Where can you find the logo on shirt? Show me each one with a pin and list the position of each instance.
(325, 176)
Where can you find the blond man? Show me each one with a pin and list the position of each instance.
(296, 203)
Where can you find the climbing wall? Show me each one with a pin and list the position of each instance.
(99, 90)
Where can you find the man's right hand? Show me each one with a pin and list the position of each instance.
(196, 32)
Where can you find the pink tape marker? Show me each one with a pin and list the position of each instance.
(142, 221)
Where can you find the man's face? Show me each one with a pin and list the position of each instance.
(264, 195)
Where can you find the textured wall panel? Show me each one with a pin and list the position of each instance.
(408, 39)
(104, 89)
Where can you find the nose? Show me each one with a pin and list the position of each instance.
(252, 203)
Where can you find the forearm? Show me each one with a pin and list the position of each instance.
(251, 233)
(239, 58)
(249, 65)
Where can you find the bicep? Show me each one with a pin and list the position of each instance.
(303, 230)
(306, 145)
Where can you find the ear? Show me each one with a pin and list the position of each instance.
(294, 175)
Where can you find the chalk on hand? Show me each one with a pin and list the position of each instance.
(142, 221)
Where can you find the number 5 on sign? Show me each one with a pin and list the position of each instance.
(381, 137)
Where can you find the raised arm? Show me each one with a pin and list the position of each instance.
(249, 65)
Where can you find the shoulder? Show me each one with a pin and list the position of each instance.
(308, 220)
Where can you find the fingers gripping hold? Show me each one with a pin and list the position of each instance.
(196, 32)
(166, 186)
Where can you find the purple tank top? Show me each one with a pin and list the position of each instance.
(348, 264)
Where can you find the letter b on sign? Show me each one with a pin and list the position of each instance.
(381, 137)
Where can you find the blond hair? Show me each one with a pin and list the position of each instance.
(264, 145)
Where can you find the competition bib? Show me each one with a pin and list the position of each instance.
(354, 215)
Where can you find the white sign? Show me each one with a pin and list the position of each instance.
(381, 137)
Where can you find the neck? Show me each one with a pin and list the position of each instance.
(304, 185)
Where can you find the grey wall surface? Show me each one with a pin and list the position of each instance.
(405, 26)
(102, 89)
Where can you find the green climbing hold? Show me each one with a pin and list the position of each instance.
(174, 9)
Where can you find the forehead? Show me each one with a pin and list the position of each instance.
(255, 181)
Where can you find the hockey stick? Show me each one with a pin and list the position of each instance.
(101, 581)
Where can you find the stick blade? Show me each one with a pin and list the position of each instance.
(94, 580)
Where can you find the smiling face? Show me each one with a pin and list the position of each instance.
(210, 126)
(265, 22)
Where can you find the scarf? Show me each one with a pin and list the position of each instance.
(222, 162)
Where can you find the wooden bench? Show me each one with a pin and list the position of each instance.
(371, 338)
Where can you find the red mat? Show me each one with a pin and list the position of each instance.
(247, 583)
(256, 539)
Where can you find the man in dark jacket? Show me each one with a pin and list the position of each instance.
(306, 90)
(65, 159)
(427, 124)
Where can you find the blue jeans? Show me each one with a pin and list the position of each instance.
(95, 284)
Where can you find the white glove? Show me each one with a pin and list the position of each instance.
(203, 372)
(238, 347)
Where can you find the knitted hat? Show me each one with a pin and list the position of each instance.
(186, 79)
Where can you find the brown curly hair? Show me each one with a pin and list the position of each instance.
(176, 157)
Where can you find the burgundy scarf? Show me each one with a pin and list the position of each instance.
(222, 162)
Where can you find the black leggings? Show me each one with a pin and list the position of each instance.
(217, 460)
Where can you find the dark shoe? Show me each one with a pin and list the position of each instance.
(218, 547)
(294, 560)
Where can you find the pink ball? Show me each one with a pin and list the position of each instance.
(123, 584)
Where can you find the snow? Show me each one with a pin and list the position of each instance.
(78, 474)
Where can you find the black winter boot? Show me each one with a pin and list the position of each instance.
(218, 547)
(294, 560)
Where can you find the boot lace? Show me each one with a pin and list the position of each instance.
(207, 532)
+ + + + + + +
> WHAT YOU ARE ASKED TO DO: Copy every record exactly as presented.

> WORKED SOLUTION:
Where can you find the logo on shirt? Show me each one with a pin and list the position of each instance.
(325, 176)
Where can you find the blond man? Show me each one with a pin and list the position of each instance.
(296, 203)
Where can you find the climbing wall? Show me each one with a pin and list the position of each instance.
(99, 90)
Where can you find the man's right hand? Show me each one with a pin and list the position of each instance.
(196, 32)
Where can you find the pink tape marker? Show me each one with a pin and list the position of each instance.
(142, 221)
Where can you find the man's face? Show me each one with a pin and list the position of each instance.
(264, 195)
Where can you find the textured wall panel? Show me each one with a pin and list the position of each instance.
(408, 39)
(104, 89)
Where can you find the nose? Show me each one with a pin and list the position of each instance.
(252, 203)
Where can you find the forearm? Show me each one with a pin and list the position of each instance.
(251, 233)
(239, 58)
(249, 65)
Where can you find the bicep? Show me each one with a pin and list the position of each instance.
(303, 230)
(306, 145)
Where can you find the ear? Show me each one with a pin and list the position of each instance.
(294, 175)
Where can you find the chalk on hand? Show me each one with a pin and list the position of each instance.
(142, 221)
Where can you find the number 5 on sign? Show me each one with a pin and list the position of each instance.
(381, 137)
Where can you find the raised arm? Show me each one with a pin and list the position of each instance.
(249, 65)
Where can you find the shoulder? Show me each one with a pin and list the position of each instance.
(308, 220)
Where can you find the fingers gripping hold? Show me each one with a pin and list the position of each instance.
(196, 32)
(166, 186)
Where can you find the purple tank top? Show me each one with a pin and list the position of each instance.
(348, 264)
Where can you find the letter b on sign? Show me each one with a pin and list the position of each instance.
(381, 137)
Where can you find the blond hair? Show me each one with a pin and list the position of each instance.
(264, 145)
Where can you find the competition bib? Show me each one with a pin and list the position of each instance.
(354, 215)
Where can you find the white sign? Show me each one with a pin and list the position of each instance.
(381, 137)
Where can you find the neck? Show me each one with a pin and list the position of each instance.
(304, 185)
Where can you find the grey wall surface? Show me each one with a pin and list the position of each instance.
(405, 26)
(102, 89)
Where can you find the green climbing hold? Show me each one with a pin and list the position of each instance.
(174, 9)
Where can you find the forehead? Show me each one with a pin and list the position of each instance.
(255, 181)
Where can you find the hockey stick? Show me each one with a pin and list the position of each instance.
(101, 581)
Where can you find the stick blade? Show me each one with a pin and list the position of each instance.
(94, 580)
Where can you find the smiling face? Show me each one with a pin and list the position of each instance.
(210, 126)
(265, 22)
Where can you find the scarf? Show me each one with a pin and list the position of each instance.
(222, 162)
Where can you find the wooden bench? Show me each one with a pin and list the position of each instance.
(371, 338)
Where can you find the red mat? Show me each one with a pin and list the position of each instance.
(247, 583)
(256, 539)
Where can you find the man in dark jacket? Show me each one with a pin and list the position of each instance.
(306, 90)
(65, 159)
(427, 124)
Where can you find the blue jeans? Show me each one with a pin and list the position of each instance.
(95, 284)
Where can you find the white glove? Show me each one with a pin and list the position of each instance.
(203, 372)
(238, 347)
Where can you find the knitted hat? Show me each one with a pin and list the position of each instance.
(186, 79)
Where can you find the brown curly hair? Show me each one with a pin and list the position of each instance.
(176, 157)
Where can you find the burgundy scarf? Show me each one with a pin and list the position of each instance.
(222, 162)
Where can you find the black leggings? Show me each one with a pin and list the position of each instance.
(217, 460)
Where can you find the dark shoe? Show me each one with a pin and list the position of each instance.
(218, 547)
(294, 560)
Where can you find the pink ball? Show me each one with a pin and list the position of each instance.
(123, 584)
Where can you find the snow? Show me each one with a pin and list the position of each instance.
(78, 474)
Where can you find the black winter boot? Show me each one with a pin and list the position of each instance.
(218, 547)
(294, 560)
Where can you find the boot lace? Show me each one with a pin and list the position of each instance.
(207, 532)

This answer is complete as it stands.